▶ _Fragmento del documento_
:::
En el marco del seminario Orígenes de las civilizaciones,
se presentan las dos últimas sesiones de "El Islam: la tercera religión
monoteísta", impartido por el profesor José López
Habib, quien hablará de las aportaciones científicas, artísticas
y culturales que ha realizado la civilización islámica al
mundo entero, así como los aspectos que marcan la tradición:
los hahith, la Sunna, el Tawhid, la Shia, la
Shara, el Califato y la oración del viernes, plegaria colectiva.
La cita es los martes 16 y 23 de octubre, de las 19:00 a las 21:00 horas,
en el Foro de Tele-educación del cenart ubicado en Río Churubusco
y Calzada de Tlalpan, col. Country Club, Metro General Anaya.
:::
▶ _Datos proporcionados_
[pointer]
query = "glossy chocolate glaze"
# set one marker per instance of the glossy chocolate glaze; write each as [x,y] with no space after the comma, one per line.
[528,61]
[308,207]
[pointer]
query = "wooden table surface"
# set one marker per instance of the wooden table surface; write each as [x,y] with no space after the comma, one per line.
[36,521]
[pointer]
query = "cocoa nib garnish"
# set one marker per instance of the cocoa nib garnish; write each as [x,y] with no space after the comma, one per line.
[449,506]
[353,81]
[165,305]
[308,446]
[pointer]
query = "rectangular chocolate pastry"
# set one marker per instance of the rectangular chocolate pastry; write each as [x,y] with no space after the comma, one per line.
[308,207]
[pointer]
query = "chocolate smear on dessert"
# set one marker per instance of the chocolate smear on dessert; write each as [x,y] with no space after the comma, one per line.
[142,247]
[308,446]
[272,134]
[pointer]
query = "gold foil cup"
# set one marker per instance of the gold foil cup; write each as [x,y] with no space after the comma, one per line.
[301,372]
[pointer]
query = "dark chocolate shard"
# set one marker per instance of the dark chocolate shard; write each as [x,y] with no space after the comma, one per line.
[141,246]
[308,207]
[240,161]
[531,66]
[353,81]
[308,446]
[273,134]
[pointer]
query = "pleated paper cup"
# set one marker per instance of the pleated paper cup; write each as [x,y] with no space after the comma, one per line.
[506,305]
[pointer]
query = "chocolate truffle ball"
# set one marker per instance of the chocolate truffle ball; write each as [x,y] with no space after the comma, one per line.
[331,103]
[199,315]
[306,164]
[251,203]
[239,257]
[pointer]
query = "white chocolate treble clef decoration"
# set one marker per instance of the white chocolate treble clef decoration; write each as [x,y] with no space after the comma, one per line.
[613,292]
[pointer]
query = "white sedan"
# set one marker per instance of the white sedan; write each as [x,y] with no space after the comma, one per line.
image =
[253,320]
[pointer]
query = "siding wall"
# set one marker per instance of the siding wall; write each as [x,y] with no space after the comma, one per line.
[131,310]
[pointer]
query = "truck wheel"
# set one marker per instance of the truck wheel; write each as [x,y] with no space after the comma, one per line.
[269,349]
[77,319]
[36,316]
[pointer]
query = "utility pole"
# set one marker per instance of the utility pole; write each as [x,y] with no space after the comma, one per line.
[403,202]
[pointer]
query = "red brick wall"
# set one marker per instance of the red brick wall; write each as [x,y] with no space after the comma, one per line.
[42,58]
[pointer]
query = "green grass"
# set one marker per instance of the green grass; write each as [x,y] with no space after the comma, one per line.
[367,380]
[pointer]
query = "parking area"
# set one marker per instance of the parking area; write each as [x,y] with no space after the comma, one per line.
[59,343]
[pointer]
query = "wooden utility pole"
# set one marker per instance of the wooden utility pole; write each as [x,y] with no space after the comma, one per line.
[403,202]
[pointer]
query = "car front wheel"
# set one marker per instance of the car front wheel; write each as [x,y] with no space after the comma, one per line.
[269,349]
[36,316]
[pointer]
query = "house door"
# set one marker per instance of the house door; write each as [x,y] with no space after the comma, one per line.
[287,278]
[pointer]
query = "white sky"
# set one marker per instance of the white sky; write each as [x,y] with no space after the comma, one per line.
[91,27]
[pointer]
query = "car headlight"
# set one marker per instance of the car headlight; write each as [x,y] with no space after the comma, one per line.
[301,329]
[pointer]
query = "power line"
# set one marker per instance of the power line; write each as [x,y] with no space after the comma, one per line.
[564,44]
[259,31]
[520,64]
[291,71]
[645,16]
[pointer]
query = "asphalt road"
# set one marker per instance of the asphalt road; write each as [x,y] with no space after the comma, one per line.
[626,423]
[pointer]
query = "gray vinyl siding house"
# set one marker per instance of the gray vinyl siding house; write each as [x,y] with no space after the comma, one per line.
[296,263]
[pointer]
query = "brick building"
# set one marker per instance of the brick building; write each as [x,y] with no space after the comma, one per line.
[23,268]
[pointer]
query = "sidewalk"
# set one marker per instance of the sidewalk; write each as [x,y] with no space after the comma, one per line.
:::
▶ _Qué se pide_
Di si cada afirmación concuerda con el texto sobre el seminario: (a) las sesiones tienen lugar en el Foro de Tele-educación del cenart; (b) las sesiones comienzan a las 18:00 horas; (c) se presentan las dos primeras sesiones del curso sobre el Islam. Contesta sí o no a cada una y cita literalmente las palabras del texto que lo deciden.

▶ _Resultado del ejercicio_
(a) Sí: "en el Foro de Tele-educación del cenart".
(b) No: "de las 19:00 a las 21:00 horas".
(c) No: "se presentan las dos últimas sesiones".